Directive 1
Return the passage on Balinese houses from "Traditional Balinese House" to "death rituals occur.", copied word for word.
Directive 2
Identify each line in the records that contains the word "basket".

Balinese House Architecture

Balinese House (kuren) consists of a family or a number of related families living within one enclosure, praying at a common family temple, with one gate and one kitchen. The square plot of land (pekarangan) in which the various units. of the house stand is entirely surrounded by a wall of whitewashed mud, protected from rain erosion by a crude roofing of thatch.

Although many modern Balinese houses, particularly in Denpasar or the larger towns, are arranged much like houses in the west, there are still a great number of traditional Balinese home. In Ubud, for example nearly house will follow the same traditional walled design. Like houses in ancient Rome the Balinese house looks inward; the outside is simply high wall. Inside there will be a garden and a separate small building or bale for each function. There will be one building for cooking, one building for washing and the toilet, and separate building for each” bedroom”.

What there won’t be is a living room” because in Bali’s mild tropical climate you live outside – the living room”  and “dining room” will be open verandah areas, looking out into the garden. The whole complex is oriented on the kaja-kelod axis, between the mountain and the sea. In term of the human body, there’s a head- the family temple with its ancestral shrine: arms – the kitchen and rice storage building; and even an anus – the garbage pit.

There may be an area outside the house compound where fruit trees are grown or a pig may be kept. Usually the house is entered through a gate-way backed by a small wall known as the aling-aling. It serves a practical and a spiritual purpose, both preventing passer-by from seeing in and stopping evil spirits from entering. Evil spirit can not easily turn corners so the aling-aling stops them from simply scooting straight in through the gate.

Sources of Guidance to Build a House

An old Hindu’s manuscript called Lontar Asta Kosala Kosali is the chief guide to build a proper Balinese house. There are also other manuscripts, such as Lontar Asta Bumi (containing size of land and location a good house), Lontar Asta Dewa & Lontar Wisma Karma (containing the name, shape, and function of each a building), and Lontar Dewa Tattwa (containing clearance ceremony before a house is built). In many aspects of life, those guidance books have been developed depending on the surrounding, local topography.

Traditional Balinese House design :

1. Family Temple. The house temple called Sanggah or Merajan, is the place to worship the ancestor and the Hyang Guru.

2. Sleeping Pavilion. This building usually a large eight-post structure on a high base. A terrace usually attached for receiving guests at family ceremony.

3. West Pavilion or Bale Dauh, is the workhouse of the compound. Serving the variety of purposes, from gathering place to sleeping quarters

4. Ceremonial Pavilion, the East Pavilion or Bale Dangin is the ceremonial pavilion. The place is where the life rites and death rituals occur.

5. Sakenam, the guest pavilion for relatives and children varies in size and number according to the needs.

6. Granary or the Lumbung or Jineng is the storage area for rice.

7. Kitchen or Paon is in the South because of the association with Brahma (the god of fire) whose place in the South.

8. Protective Wall or Aling-Aling, most behind the gates to deflect the malign influences.

(Location identification items)
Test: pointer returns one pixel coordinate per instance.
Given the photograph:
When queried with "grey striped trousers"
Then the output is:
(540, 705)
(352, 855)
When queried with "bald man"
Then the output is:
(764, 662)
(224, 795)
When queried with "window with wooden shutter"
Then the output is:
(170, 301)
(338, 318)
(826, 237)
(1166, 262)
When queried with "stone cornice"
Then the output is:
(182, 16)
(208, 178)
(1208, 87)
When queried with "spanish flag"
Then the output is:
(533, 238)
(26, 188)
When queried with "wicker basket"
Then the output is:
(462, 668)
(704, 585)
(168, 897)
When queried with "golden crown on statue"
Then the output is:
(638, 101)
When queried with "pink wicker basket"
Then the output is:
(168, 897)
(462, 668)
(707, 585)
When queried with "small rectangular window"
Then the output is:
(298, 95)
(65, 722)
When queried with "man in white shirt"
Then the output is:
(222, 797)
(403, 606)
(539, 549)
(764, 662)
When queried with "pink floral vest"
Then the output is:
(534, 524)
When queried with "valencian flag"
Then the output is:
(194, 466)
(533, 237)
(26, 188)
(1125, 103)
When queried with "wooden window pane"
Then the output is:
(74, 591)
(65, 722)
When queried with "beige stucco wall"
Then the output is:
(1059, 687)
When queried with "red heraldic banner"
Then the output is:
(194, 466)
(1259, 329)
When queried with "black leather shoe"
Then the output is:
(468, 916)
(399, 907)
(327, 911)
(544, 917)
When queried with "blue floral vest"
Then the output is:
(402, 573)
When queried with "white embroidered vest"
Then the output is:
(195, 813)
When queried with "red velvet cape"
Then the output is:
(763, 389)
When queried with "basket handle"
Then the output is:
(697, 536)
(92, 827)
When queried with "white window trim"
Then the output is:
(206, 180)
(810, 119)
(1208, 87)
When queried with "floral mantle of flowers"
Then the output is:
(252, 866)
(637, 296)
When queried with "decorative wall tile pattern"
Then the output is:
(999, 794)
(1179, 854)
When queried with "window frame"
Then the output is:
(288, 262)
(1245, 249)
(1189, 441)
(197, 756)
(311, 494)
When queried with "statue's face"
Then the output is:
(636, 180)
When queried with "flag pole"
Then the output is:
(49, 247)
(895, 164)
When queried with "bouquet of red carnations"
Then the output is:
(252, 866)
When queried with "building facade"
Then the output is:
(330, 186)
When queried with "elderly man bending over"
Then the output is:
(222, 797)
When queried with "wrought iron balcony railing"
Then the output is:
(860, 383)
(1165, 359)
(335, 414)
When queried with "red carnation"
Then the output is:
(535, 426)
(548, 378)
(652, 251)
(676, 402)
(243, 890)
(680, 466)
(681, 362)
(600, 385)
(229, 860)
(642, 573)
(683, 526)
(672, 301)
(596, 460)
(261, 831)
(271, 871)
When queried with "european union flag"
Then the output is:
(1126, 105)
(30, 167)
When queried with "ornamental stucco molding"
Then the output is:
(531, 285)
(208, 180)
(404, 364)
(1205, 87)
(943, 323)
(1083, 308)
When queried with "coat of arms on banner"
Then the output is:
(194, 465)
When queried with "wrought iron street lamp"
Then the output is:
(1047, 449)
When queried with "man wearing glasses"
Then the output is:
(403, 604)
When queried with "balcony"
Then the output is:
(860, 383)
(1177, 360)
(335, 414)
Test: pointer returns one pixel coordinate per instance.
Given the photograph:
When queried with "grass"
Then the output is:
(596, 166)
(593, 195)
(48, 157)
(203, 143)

Task solution 1
Traditional Balinese House design :

1. Family Temple. The house temple called Sanggah or Merajan, is the place to worship the ancestor and the Hyang Guru.

2. Sleeping Pavilion. This building usually a large eight-post structure on a high base. A terrace usually attached for receiving guests at family ceremony.

3. West Pavilion or Bale Dauh, is the workhouse of the compound. Serving the variety of purposes, from gathering place to sleeping quarters

4. Ceremonial Pavilion, the East Pavilion or Bale Dangin is the ceremonial pavilion. The place is where the life rites and death rituals occur.

Task solution 2
When queried with "wicker basket"
When queried with "pink wicker basket"
When queried with "basket handle"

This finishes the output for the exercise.